Copy out, word for word, the part of the passage on Welsh voting below that opens with the words containing "But the Conservative" and closes with "vote in 2016.".

[Reading passage]

The most likely I think however is that the kind of people who give the Welsh Government their seal of approval on Coronavirus are pretty much those voting Labour and Plaid Cymru anyway.

Together the Labour and Plaid Cymru vote make up 55% of the total. Meanwhile, 52%, of Welsh people believe that the Welsh Government should decide on the lockdown rules in Wales.

61% of people in Wales think the Welsh Government has handled the pandemic well, and 53% think that the UK Government has handled it badly.

It seems likely that we’re discussing the same voters here. If you were predisposed to voting Welsh Labour and Plaid Cymru before Covid-19 you’re predisposed to like how Wales has handled it in comparison to England.

The Conservatives meanwhile have snaffled up the other 30% of the vote who aren’t keen on how the Welsh Government have handled lockdown or just don’t follow Welsh politics closely enough to care.

In fact, on this latest poll the Labour and Plaid Cymru vote has changed remarkably little since 2016. Labour are down 2% and Plaid Cymru up 3%, changes within the margin of error.

But the Conservative vote is up almost 10% – from 21% in 2016 to 30% today. What accounts for that surge, if not dissatisfaction with Covid response?

Well, it could be argued that it has nothing to do with the Covid-19 pandemic at all and is instead a result of the complete collapse of UKIP, who won 12% of the constituency vote in 2016.

Their spiritual successors are the Abolish the Assembly Party, but they’re hoping to eek out a regional seat or two and won’t have anything near the same coverage as UKIP did in early 2016.

[/Reading passage]
[Dataset excerpts]

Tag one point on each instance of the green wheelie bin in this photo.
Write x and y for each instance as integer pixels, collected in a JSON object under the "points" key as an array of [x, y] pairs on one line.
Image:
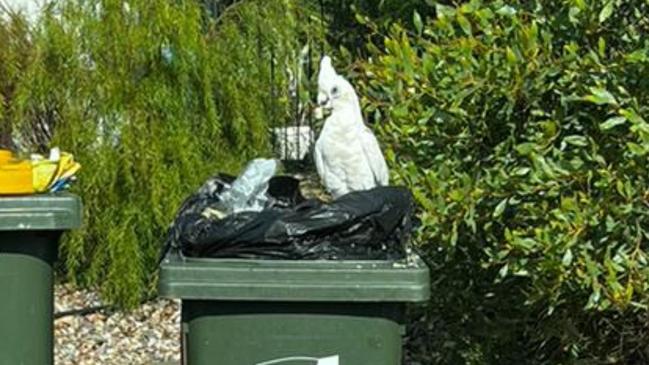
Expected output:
{"points": [[30, 228], [266, 312]]}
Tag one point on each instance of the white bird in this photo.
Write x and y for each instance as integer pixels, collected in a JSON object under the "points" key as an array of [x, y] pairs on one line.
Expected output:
{"points": [[347, 155]]}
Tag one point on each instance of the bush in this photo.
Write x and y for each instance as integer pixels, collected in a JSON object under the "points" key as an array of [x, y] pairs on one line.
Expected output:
{"points": [[522, 130], [152, 97]]}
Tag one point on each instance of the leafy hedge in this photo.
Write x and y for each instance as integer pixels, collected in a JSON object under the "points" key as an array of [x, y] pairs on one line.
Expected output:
{"points": [[522, 129], [152, 97]]}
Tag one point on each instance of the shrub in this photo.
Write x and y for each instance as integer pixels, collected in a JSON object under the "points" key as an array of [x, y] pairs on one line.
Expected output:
{"points": [[152, 97], [521, 128]]}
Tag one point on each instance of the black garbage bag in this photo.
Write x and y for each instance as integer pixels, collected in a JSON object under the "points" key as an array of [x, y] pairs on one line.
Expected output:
{"points": [[364, 225]]}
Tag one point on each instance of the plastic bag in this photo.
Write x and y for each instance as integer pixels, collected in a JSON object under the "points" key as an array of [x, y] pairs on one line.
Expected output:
{"points": [[248, 191], [365, 225]]}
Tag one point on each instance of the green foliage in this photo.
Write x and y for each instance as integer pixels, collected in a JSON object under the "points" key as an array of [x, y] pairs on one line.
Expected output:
{"points": [[14, 57], [152, 97], [522, 129]]}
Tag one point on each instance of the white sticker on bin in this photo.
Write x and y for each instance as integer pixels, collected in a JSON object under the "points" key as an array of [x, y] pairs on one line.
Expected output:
{"points": [[330, 360]]}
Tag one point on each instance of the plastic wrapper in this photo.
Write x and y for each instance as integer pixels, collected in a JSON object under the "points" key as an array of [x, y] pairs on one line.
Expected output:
{"points": [[365, 225]]}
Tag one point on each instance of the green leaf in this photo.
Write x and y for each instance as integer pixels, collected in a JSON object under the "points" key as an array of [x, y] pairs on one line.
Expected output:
{"points": [[419, 24], [600, 97], [500, 208], [464, 24], [632, 116], [636, 149], [612, 123], [503, 271], [575, 140], [506, 11], [573, 13], [511, 56], [567, 258], [521, 171], [525, 148], [606, 11], [444, 11]]}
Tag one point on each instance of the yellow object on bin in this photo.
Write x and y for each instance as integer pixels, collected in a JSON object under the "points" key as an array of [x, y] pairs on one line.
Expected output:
{"points": [[5, 156], [16, 178], [44, 173]]}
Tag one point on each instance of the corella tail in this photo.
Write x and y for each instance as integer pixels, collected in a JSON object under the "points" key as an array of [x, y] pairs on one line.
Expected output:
{"points": [[331, 360]]}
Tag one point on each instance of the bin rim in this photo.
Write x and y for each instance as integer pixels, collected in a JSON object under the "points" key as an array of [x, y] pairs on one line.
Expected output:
{"points": [[294, 280], [56, 212]]}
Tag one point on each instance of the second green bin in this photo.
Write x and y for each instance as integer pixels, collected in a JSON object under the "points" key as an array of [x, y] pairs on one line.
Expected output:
{"points": [[30, 228]]}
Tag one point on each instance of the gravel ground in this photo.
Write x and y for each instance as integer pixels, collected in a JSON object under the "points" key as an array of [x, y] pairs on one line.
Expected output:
{"points": [[146, 336]]}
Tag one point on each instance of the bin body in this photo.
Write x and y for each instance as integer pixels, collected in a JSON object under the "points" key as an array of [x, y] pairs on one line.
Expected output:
{"points": [[247, 312], [30, 228]]}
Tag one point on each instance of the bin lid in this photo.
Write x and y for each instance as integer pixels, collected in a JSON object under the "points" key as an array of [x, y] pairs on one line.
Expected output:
{"points": [[280, 280], [61, 211]]}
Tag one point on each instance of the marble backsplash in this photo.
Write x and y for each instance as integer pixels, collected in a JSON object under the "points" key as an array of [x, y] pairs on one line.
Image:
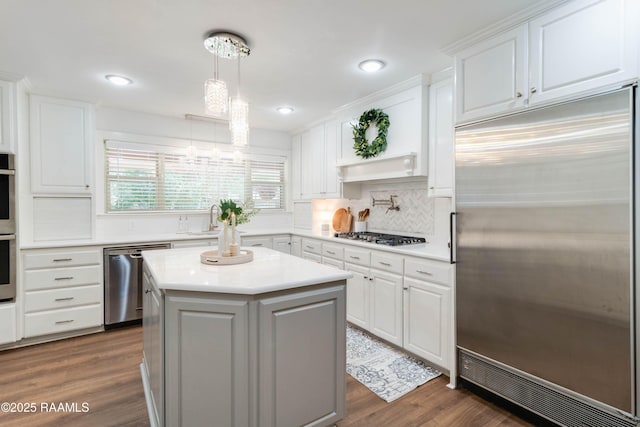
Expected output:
{"points": [[415, 214]]}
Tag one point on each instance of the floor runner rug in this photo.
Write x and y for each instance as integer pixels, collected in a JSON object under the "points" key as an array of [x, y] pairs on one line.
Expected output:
{"points": [[387, 372]]}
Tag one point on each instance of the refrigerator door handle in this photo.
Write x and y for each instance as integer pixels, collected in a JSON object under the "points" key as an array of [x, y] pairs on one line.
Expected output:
{"points": [[451, 241]]}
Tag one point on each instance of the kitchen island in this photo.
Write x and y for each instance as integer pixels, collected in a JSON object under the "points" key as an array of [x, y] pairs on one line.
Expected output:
{"points": [[255, 344]]}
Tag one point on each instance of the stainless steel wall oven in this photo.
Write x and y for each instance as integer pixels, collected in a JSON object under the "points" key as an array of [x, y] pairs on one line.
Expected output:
{"points": [[7, 195], [7, 228]]}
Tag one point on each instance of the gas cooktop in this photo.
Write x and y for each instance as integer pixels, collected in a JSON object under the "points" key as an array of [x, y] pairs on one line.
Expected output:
{"points": [[381, 238]]}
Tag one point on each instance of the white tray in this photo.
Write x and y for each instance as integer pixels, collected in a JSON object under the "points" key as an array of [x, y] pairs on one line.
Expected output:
{"points": [[212, 258]]}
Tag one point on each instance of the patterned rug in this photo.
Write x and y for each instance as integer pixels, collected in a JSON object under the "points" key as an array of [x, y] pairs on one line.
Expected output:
{"points": [[384, 370]]}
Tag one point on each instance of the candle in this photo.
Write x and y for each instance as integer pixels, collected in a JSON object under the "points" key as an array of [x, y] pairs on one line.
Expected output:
{"points": [[225, 243], [233, 228]]}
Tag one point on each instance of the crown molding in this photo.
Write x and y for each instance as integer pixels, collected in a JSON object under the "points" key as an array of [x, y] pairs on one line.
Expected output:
{"points": [[503, 25]]}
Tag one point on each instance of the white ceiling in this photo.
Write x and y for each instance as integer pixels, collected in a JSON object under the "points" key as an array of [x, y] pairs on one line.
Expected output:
{"points": [[304, 53]]}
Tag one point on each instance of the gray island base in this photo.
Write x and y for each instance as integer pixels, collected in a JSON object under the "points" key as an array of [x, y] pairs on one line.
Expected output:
{"points": [[257, 344]]}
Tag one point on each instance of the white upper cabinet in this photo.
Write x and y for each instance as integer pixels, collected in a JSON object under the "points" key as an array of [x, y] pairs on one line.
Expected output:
{"points": [[491, 76], [61, 135], [317, 172], [573, 49], [581, 46], [441, 139], [7, 116]]}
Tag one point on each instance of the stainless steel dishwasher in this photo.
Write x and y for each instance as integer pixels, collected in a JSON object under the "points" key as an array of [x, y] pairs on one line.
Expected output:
{"points": [[123, 283]]}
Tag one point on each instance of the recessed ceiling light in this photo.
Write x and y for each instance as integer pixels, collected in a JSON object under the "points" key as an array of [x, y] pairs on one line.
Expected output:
{"points": [[118, 80], [284, 110], [371, 65]]}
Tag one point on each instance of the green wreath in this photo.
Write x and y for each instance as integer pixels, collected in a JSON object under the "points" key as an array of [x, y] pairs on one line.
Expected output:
{"points": [[363, 148]]}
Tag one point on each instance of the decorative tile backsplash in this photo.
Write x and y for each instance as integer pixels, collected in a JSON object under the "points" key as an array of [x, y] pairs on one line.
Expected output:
{"points": [[415, 216]]}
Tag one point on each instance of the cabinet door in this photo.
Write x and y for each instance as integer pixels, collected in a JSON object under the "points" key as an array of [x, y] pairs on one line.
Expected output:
{"points": [[282, 244], [7, 116], [61, 145], [358, 295], [385, 317], [7, 323], [491, 77], [440, 174], [207, 361], [426, 320], [297, 332], [581, 46], [296, 246]]}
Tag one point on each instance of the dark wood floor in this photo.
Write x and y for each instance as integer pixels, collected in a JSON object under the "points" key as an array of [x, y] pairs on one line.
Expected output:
{"points": [[102, 371]]}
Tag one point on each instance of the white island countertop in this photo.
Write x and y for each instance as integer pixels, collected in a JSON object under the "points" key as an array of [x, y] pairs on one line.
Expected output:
{"points": [[270, 270]]}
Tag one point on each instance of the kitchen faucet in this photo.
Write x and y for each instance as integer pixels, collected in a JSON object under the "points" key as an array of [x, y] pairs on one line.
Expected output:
{"points": [[212, 224]]}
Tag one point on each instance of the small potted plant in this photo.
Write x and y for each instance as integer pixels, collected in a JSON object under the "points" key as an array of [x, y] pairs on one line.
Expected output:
{"points": [[232, 214]]}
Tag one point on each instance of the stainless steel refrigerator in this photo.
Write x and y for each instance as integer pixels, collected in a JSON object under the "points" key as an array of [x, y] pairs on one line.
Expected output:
{"points": [[545, 263]]}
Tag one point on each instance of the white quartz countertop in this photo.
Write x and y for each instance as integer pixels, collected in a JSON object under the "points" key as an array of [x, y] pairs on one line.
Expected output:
{"points": [[419, 250], [181, 270]]}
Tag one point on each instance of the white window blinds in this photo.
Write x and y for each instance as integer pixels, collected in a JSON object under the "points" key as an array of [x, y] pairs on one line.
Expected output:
{"points": [[159, 178]]}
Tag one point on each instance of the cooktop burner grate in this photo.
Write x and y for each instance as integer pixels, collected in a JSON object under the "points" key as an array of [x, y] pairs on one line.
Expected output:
{"points": [[382, 238]]}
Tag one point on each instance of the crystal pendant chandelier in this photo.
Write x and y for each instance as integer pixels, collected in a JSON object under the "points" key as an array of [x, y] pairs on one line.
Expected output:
{"points": [[216, 94], [229, 46]]}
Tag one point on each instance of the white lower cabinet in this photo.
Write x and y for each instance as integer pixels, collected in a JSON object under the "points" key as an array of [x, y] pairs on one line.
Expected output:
{"points": [[358, 295], [296, 246], [385, 318], [312, 250], [426, 320], [8, 323], [407, 301], [428, 311], [62, 290]]}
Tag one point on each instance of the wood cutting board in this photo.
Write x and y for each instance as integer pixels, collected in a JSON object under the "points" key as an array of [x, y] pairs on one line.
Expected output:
{"points": [[339, 217]]}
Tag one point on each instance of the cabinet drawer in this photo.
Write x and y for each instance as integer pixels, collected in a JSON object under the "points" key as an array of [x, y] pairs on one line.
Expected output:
{"points": [[62, 277], [332, 251], [61, 259], [55, 321], [386, 262], [357, 256], [313, 246], [333, 262], [428, 271], [62, 298], [312, 257]]}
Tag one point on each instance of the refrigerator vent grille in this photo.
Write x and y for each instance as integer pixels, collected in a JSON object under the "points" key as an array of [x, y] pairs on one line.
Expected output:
{"points": [[555, 406]]}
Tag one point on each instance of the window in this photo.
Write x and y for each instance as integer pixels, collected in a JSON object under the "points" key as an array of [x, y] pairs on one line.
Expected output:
{"points": [[160, 178]]}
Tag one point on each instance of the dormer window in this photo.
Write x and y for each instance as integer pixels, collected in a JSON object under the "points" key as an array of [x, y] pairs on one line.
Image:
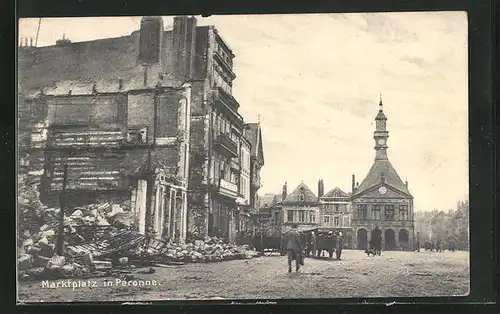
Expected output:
{"points": [[137, 136]]}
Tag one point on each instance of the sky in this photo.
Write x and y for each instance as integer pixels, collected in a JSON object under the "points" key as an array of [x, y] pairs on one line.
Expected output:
{"points": [[316, 79]]}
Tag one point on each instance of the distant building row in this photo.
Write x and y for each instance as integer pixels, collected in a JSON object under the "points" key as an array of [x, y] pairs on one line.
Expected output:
{"points": [[146, 120]]}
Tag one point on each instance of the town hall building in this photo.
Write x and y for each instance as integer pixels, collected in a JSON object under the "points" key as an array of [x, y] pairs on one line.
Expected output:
{"points": [[382, 202]]}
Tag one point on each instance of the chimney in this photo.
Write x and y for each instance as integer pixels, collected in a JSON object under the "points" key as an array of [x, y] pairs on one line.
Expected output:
{"points": [[150, 41], [321, 188], [184, 41]]}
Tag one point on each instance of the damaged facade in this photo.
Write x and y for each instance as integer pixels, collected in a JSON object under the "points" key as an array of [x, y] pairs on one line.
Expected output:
{"points": [[382, 203], [146, 120]]}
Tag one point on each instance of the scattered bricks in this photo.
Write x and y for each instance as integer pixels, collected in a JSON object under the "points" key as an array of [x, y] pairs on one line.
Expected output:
{"points": [[77, 213], [34, 250], [46, 249], [25, 261], [28, 242], [68, 270], [36, 272]]}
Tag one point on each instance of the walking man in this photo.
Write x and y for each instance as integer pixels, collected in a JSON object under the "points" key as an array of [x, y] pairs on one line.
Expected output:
{"points": [[293, 247]]}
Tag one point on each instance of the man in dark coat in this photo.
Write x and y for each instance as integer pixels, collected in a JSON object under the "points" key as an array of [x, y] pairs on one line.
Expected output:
{"points": [[293, 247]]}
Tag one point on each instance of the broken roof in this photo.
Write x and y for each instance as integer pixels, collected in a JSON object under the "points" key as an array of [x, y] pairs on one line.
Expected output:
{"points": [[253, 134], [336, 192]]}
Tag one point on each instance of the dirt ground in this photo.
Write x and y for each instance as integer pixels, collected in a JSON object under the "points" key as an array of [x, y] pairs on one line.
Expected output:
{"points": [[394, 274]]}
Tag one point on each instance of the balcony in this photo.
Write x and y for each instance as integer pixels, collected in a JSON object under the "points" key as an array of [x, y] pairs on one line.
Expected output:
{"points": [[225, 187], [225, 145]]}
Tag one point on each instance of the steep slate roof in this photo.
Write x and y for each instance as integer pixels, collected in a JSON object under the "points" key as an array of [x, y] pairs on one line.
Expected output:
{"points": [[309, 196], [336, 189], [254, 136], [374, 178]]}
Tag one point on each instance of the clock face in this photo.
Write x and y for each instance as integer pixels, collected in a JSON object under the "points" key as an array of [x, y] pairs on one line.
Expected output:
{"points": [[382, 190]]}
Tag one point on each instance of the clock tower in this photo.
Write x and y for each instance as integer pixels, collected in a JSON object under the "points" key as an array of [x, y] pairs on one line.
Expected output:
{"points": [[381, 134]]}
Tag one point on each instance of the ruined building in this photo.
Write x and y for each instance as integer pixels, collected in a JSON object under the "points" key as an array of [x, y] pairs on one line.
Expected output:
{"points": [[382, 203], [146, 120], [335, 212]]}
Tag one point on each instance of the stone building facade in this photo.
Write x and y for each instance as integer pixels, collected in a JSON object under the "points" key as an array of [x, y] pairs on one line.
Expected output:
{"points": [[382, 202], [159, 85], [336, 212], [301, 207]]}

[/Dataset excerpts]

Solution:
But the Conservative vote is up almost 10% – from 21% in 2016 to 30% today. What accounts for that surge, if not dissatisfaction with Covid response?

Well, it could be argued that it has nothing to do with the Covid-19 pandemic at all and is instead a result of the complete collapse of UKIP, who won 12% of the constituency vote in 2016.